**Gösterilen Metin**
Gölgeden Direnişe: Karagöz’ün unutturulan hakikati ve susturulan halkın sesi

0
105

RIZGAR AMED

Perdenin Gerisindeki Gerçek  Hacivat ve Karagöz’ün Sessiz İsyanı ve Katli

Gölgelerin ardında bir başka gölge vardır. Yüzyıllar boyunca eğlencelik sanılan iki figürün, aslında bir direniş biçimi olduğunu görmek için, perdeye değil, perdeyi kimlerin kurduğuna bakmak gerekir. Hacivat ve Karagöz; sadece kahkahalarla bezeli sahnelerin değil, bastırılmış seslerin, söylenemeyen hakikatlerin, taşralı bilincin ve halkın içgüdüsel zekâsının beden bulmuş hâlleridir. Ne var ki, gölge oyunu olarak şekillendirilen bu kültürel mirasın ardında kanlı bir perde kapanışı vardır: Hacivat ve Karagöz öldürülmüştür. Hem de gerçek anlamda. Neden mi?

Öncelikle, bu iki karakterin yaşadığı dönem olan 14. yüzyıl Osmanlısı’na, yani Orhan Gazi’nin hâkimiyet yıllarına dönmeliyiz. Henüz imparatorluklaşmamış, ancak Bizans’la sınırdaş olan ve fetihle meşgul bir Beylik söz konusudur. Bu dönemde şehirleşme kıpırdanmakta, cami ve medrese inşaatları yükselmektedir. Toplum ikiye bölünmüştür: bir yanda ulema, sipahi, kadı gibi erk sahibi sınıf; diğer yanda halktan gelen, taşrada doğmuş, çoğu zaman işçi ya da zanaatkâr sınıfı.

İşte bu ikinci sınıftandır Hacivat ve Karagöz. Rivayete göre biri duvar ustasıdır, diğeri demircidir. Fakat sıradan ustalar değillerdir. İnşaatta çalıştıkları sırada, gündelik hayata dair hicivli söylemleriyle hem halkı güldürürler, hem de etraflarındaki çalışanları oyalayıp, işin uzamasına sebep olurlar. Ne var ki bu “oyalama”nın görünenden çok daha derin bir etkisi vardır. Çünkü bu iki kişi, inşa edilen cami üzerinden devleti, ulemayı, otoriteyi tiye almakta ve halkın içten içe biriktirdiği öfkeye tercüman olmaktadır. Onlar sahnede değildir ama söyledikleri her söz, taşın altındaki karıncaları uyandırır.

**Amaç 1**
Karagöz yazısına göre, rivayette Hacivat ile Karagöz hangi işleri yapıyordu?
**Amaç 2**
Karagöz ile ilgili yazıyı son cümlesinden sonra devam ettir.

**Çıkarılan Kayıtlar**

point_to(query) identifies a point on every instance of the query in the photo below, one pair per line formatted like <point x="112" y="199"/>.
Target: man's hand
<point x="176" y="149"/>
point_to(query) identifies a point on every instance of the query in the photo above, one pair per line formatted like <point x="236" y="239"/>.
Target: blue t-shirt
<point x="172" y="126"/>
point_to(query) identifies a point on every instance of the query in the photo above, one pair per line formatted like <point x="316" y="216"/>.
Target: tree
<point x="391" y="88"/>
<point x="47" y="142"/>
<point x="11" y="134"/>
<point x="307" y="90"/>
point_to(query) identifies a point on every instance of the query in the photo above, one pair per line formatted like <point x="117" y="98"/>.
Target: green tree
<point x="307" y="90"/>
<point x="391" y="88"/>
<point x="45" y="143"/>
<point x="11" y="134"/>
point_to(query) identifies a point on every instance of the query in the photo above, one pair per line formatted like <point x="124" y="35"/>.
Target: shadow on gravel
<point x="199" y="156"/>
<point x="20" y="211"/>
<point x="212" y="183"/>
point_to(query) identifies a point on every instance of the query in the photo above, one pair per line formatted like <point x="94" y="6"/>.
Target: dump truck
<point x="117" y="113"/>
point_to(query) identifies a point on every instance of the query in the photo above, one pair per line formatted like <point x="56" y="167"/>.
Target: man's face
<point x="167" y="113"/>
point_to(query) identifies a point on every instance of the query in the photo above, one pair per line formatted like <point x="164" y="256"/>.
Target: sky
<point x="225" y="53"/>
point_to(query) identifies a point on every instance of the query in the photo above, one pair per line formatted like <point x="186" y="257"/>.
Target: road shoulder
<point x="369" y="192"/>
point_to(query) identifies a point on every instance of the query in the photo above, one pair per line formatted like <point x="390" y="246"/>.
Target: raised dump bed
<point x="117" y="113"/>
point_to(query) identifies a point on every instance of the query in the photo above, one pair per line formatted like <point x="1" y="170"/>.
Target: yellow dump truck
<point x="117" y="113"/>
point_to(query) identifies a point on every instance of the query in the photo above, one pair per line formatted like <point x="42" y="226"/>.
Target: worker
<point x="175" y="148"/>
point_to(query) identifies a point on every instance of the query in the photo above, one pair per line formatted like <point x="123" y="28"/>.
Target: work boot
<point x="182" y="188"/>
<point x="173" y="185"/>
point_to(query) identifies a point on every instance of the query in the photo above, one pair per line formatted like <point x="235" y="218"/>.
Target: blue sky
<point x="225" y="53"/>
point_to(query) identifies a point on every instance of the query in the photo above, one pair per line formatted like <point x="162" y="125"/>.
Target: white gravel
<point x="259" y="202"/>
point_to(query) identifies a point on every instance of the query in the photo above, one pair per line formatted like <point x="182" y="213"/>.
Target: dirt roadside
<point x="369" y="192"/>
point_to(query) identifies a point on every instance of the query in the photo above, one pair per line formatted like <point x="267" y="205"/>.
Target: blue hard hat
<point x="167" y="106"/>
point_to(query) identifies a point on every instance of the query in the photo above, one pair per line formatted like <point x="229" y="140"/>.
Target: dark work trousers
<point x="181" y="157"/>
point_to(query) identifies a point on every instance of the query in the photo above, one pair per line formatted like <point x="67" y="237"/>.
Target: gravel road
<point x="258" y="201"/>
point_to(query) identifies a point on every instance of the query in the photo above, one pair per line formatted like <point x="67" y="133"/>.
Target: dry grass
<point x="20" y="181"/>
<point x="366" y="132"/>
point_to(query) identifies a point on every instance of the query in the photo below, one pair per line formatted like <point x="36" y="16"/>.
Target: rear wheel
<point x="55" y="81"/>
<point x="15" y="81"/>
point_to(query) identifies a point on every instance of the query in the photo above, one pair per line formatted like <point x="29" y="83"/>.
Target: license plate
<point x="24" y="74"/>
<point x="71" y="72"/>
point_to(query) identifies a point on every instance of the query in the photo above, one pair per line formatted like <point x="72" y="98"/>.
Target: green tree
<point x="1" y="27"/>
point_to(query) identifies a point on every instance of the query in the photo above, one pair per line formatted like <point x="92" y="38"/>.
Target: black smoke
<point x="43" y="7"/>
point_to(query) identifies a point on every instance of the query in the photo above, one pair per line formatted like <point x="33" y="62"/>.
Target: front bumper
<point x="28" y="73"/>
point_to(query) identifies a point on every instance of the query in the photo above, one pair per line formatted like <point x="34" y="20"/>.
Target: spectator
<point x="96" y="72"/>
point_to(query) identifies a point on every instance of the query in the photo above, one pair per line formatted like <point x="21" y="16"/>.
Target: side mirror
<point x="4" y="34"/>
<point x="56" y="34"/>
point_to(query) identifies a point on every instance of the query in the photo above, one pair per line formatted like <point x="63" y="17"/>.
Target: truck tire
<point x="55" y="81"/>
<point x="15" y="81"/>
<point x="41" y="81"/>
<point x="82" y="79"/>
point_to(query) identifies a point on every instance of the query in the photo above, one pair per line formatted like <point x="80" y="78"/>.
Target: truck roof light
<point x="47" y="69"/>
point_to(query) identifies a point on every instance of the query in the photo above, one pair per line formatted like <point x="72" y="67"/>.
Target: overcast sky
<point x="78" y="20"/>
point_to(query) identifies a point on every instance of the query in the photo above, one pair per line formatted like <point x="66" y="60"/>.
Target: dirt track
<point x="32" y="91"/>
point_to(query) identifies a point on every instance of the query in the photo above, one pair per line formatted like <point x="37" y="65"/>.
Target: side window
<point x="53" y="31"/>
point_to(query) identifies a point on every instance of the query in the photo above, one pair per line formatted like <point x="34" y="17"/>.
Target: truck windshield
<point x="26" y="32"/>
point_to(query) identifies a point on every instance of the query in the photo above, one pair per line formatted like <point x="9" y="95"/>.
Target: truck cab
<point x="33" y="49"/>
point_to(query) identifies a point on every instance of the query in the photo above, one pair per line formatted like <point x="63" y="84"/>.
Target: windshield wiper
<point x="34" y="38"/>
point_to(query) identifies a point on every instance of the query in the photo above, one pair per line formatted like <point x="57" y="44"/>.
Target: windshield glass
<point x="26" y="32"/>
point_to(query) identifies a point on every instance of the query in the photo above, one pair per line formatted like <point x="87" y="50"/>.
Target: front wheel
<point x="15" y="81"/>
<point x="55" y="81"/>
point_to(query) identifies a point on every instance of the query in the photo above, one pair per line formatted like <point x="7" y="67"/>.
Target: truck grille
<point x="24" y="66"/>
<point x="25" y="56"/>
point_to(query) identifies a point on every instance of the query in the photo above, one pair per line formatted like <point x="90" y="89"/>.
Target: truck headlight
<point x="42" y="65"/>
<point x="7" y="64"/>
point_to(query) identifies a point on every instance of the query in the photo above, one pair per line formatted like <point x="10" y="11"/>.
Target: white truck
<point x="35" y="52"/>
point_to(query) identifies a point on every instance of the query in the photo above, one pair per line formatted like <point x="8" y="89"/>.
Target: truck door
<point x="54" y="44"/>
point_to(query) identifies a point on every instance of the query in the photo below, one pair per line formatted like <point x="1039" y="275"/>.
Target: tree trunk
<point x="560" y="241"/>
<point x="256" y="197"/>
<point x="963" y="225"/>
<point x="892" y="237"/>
--
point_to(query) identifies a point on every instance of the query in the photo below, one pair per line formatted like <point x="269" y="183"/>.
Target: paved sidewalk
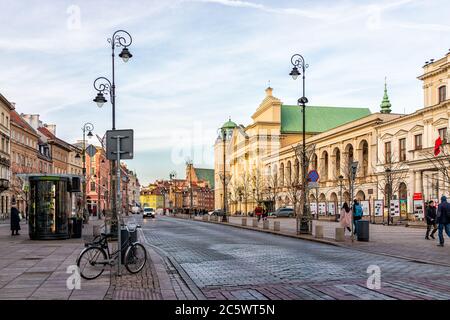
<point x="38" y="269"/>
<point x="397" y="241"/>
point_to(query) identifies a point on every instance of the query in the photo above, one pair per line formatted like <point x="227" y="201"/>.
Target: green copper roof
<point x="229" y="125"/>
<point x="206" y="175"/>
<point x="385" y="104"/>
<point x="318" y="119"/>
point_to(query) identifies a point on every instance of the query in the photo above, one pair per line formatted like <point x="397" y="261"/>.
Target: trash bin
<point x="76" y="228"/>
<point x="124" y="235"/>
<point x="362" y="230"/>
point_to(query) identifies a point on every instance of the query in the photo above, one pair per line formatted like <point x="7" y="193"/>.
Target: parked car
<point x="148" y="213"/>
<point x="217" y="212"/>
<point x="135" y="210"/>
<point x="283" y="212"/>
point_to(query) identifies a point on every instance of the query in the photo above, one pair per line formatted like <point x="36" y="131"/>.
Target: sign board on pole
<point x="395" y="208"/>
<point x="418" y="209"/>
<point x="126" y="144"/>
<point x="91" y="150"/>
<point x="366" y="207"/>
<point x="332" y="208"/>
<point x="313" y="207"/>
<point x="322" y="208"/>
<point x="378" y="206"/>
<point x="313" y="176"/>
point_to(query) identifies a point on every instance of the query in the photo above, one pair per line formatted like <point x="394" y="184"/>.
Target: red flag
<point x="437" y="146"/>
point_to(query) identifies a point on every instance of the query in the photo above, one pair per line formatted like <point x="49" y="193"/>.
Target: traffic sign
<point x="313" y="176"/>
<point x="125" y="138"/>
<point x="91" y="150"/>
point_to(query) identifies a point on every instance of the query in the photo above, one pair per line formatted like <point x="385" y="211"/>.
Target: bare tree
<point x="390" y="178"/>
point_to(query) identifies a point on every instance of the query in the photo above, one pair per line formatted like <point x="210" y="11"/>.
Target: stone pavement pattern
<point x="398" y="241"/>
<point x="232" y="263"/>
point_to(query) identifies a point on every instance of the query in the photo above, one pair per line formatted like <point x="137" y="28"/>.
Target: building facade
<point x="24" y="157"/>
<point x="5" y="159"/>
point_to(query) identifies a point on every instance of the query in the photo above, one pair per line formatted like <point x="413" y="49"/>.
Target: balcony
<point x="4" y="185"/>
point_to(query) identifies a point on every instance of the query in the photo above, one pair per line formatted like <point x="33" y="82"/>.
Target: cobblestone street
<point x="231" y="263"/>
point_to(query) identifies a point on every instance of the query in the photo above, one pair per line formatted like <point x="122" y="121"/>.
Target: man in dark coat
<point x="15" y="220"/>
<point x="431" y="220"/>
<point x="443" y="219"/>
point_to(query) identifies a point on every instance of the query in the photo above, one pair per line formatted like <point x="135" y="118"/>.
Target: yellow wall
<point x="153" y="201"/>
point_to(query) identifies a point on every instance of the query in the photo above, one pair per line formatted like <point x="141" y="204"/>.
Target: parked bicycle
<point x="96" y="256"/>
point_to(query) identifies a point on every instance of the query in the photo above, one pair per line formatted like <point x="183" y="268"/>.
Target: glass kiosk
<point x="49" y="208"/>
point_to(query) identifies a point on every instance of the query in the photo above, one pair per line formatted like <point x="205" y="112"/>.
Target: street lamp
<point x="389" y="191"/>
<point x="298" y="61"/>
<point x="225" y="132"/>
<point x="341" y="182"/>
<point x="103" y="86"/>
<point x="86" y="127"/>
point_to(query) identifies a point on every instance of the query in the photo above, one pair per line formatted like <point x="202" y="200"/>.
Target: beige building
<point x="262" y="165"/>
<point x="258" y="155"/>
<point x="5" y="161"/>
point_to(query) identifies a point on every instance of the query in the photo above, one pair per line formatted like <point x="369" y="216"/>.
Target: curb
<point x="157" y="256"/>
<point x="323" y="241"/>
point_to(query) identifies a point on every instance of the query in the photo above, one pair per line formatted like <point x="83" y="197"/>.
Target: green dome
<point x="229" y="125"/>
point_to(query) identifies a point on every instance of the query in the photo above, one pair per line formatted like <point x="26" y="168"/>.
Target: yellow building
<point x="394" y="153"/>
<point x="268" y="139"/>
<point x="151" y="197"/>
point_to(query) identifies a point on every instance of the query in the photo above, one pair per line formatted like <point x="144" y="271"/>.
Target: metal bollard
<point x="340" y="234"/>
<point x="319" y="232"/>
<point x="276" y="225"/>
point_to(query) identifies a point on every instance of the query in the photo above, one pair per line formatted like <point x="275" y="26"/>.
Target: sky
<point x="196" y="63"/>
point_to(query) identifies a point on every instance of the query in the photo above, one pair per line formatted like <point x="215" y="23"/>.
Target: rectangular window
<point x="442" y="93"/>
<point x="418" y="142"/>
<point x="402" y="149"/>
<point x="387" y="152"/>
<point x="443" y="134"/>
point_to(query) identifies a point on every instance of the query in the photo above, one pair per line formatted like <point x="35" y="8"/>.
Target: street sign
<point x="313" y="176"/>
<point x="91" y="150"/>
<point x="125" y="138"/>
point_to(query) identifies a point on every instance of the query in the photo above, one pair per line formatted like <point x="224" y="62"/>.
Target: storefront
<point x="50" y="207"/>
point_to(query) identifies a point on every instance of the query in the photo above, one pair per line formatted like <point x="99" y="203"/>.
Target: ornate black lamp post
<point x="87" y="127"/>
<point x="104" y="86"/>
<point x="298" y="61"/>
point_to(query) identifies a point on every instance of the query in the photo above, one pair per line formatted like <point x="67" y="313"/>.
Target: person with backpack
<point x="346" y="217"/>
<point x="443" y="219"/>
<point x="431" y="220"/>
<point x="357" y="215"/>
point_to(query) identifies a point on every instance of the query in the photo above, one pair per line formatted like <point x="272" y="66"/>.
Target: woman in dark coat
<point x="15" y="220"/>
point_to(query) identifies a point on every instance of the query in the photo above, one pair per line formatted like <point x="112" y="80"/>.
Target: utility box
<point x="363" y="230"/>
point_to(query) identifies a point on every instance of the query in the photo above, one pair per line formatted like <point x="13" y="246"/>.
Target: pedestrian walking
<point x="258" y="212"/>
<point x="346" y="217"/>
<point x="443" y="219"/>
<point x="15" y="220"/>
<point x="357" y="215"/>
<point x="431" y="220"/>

**Görevin Cevabı 1**
Biri duvar ustası, diğeri demirciydi.

**Görevin Cevabı 2**
Peki ne olmuştur da bu halk kahramanları infaz edilmiştir?

Burada “oyalıyorlar” bahanesiyle verilen idam kararını, salt bir üretim aksaması olarak değerlendirmek saflık olur. Çünkü Hacivat ve Karagöz’ün ağzından dökülen sözler, sadece zamana karşı değil, düzene karşı da bir direniştir. İnşa edilen cami, sadece bir ibadethane değil; Osmanlı’nın büyüyen egemenliğinin ve kurumsallaşan iktidarının sembolüdür. Ve bu sembolün temelinde çalışan iki emekçinin, her taşı bir hicivle yerine koyması, iktidarın kutsiyetini sarsacak kadar tehlikelidir.

Ayrıca, bu infazın hemen ardından Hacivat ve Karagöz’ün isimlerinin halk dilinde yaşamaya devam etmesi, hatta yüzyıllar sonra gölge oyununa dönüşmesi, onların ne kadar etkili olduğunu gösterir. Karagöz’ün halktan, kaba ama doğrudan dili; Hacivat’ın okumuş, laf ebeliğine kaçan hâli… Aslında Osmanlı toplumundaki çelişkilerin tiyatral bir ifadesidir. Ulema ile halkın, sarayla sokakların çarpışması bu iki figürde şekillenir. Bu yüzden infaz, sadece iki insanı susturmak değil; gelecekte doğacak benzer itirazları da korkutma çabasıdır.

Ama her infaz, bir hikâyenin büyümesine vesile olur.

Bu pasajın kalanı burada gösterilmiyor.